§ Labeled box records

— START —

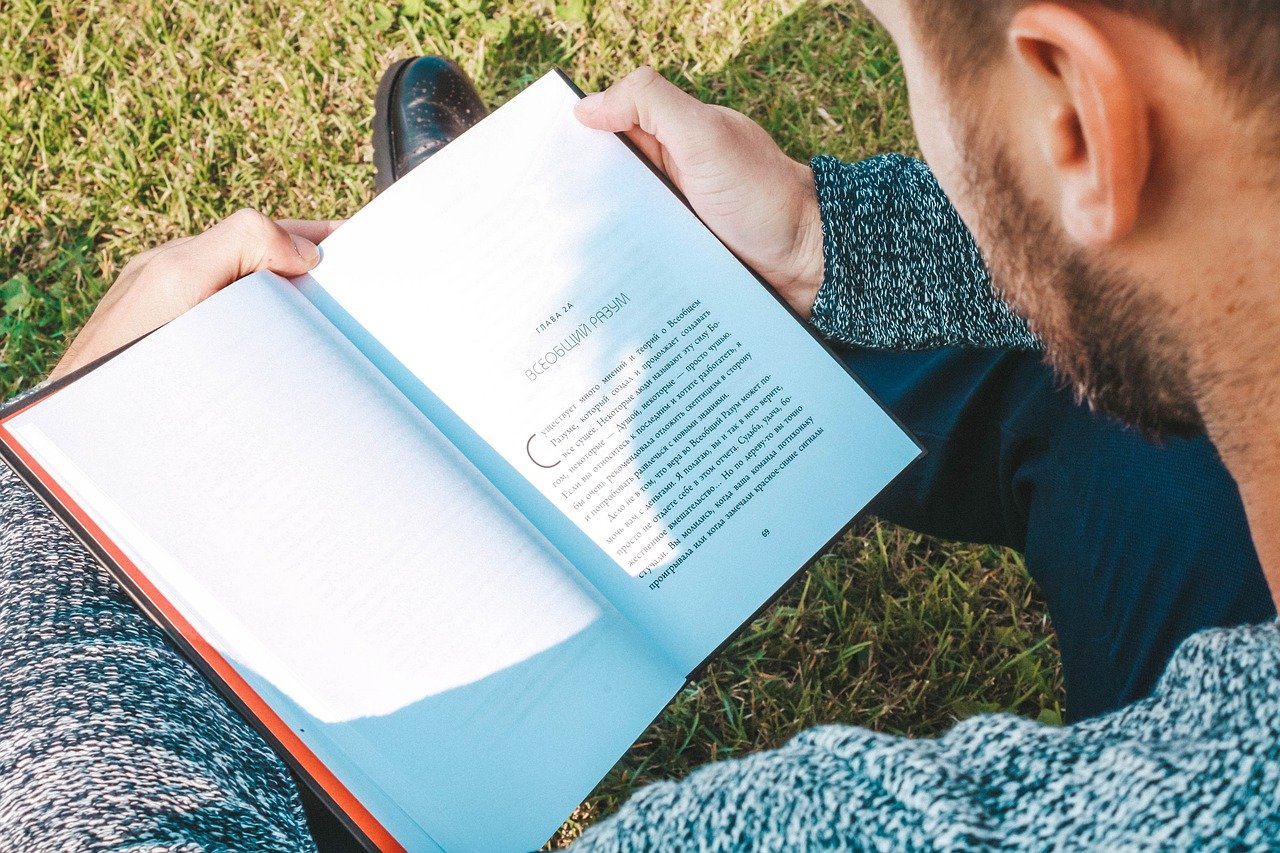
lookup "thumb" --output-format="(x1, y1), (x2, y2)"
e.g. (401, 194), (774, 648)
(155, 209), (320, 305)
(573, 65), (709, 145)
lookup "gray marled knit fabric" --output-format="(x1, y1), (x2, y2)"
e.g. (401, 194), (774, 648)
(573, 625), (1280, 853)
(0, 455), (314, 852)
(812, 154), (1039, 350)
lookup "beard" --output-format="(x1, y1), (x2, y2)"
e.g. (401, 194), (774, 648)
(963, 132), (1204, 439)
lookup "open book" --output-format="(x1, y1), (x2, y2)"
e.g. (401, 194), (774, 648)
(0, 72), (919, 850)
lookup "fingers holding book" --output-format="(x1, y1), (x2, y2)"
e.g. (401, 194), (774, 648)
(50, 209), (342, 379)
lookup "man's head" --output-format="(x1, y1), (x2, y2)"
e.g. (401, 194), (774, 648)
(867, 0), (1280, 433)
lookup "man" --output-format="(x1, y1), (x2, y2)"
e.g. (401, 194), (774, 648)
(568, 0), (1280, 849)
(0, 0), (1280, 849)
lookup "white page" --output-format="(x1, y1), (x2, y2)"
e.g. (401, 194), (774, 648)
(302, 74), (918, 667)
(6, 273), (684, 850)
(10, 268), (600, 722)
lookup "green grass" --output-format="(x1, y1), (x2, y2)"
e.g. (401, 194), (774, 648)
(0, 0), (1061, 844)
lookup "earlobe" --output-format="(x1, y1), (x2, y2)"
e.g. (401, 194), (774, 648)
(1009, 3), (1151, 246)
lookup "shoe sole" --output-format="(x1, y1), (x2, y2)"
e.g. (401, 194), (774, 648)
(374, 56), (417, 192)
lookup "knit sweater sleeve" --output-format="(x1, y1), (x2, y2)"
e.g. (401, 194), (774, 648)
(0, 389), (314, 850)
(812, 154), (1039, 350)
(573, 624), (1280, 853)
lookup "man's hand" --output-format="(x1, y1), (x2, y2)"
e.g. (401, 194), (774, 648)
(49, 210), (340, 379)
(576, 67), (823, 319)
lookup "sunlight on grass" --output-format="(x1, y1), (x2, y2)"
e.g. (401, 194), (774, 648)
(0, 0), (1061, 845)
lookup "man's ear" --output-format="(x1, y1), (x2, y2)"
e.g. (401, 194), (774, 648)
(1009, 3), (1152, 246)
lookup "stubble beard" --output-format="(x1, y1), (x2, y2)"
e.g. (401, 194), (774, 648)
(963, 131), (1204, 439)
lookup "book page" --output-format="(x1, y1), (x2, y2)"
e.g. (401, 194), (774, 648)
(301, 74), (918, 667)
(6, 274), (682, 849)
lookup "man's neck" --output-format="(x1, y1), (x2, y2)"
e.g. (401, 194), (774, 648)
(1189, 216), (1280, 610)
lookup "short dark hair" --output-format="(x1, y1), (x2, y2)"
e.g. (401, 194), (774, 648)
(906, 0), (1280, 119)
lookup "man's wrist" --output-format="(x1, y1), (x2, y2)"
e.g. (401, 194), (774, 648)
(778, 163), (827, 320)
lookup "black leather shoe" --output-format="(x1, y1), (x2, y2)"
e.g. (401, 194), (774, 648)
(374, 56), (489, 192)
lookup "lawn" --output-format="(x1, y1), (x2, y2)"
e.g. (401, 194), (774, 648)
(0, 0), (1061, 845)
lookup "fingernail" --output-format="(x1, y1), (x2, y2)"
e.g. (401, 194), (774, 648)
(289, 234), (320, 264)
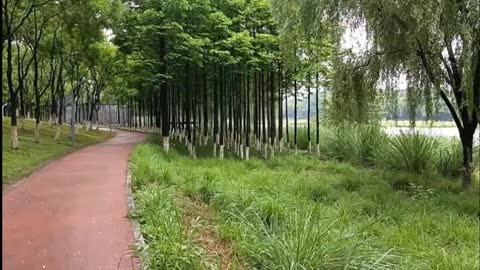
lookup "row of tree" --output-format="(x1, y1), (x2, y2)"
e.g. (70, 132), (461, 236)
(2, 0), (116, 148)
(2, 0), (480, 186)
(108, 0), (326, 159)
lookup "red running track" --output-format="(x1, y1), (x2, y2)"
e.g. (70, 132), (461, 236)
(2, 131), (144, 270)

— END —

Please copy the rows from the start through the line with "(867, 0), (1280, 433)", changing "lookup" to "search" and leaving everything else intact. Omit the pictures.

search "thumb" --output-format="(x1, y1), (x2, y2)"
e.g. (401, 194), (774, 648)
(155, 209), (320, 305)
(573, 65), (709, 145)
search "gray marled knit fabric" --output-format="(x1, y1), (x2, y2)"
e.g. (401, 194), (774, 648)
(573, 625), (1280, 853)
(0, 455), (314, 852)
(812, 154), (1039, 350)
search "beard" --output-format="(x1, y1), (x2, y2)"
e.g. (401, 194), (774, 648)
(963, 132), (1204, 439)
search "open book" --output-format="(x1, y1), (x2, y2)"
e.g. (401, 194), (774, 648)
(0, 72), (919, 850)
search "fingers holding book" --output-format="(x1, y1), (x2, y2)"
e.g. (401, 194), (774, 648)
(50, 209), (342, 379)
search "man's head" --output-format="(x1, y1), (x2, y2)"
e.g. (401, 194), (774, 648)
(867, 0), (1280, 433)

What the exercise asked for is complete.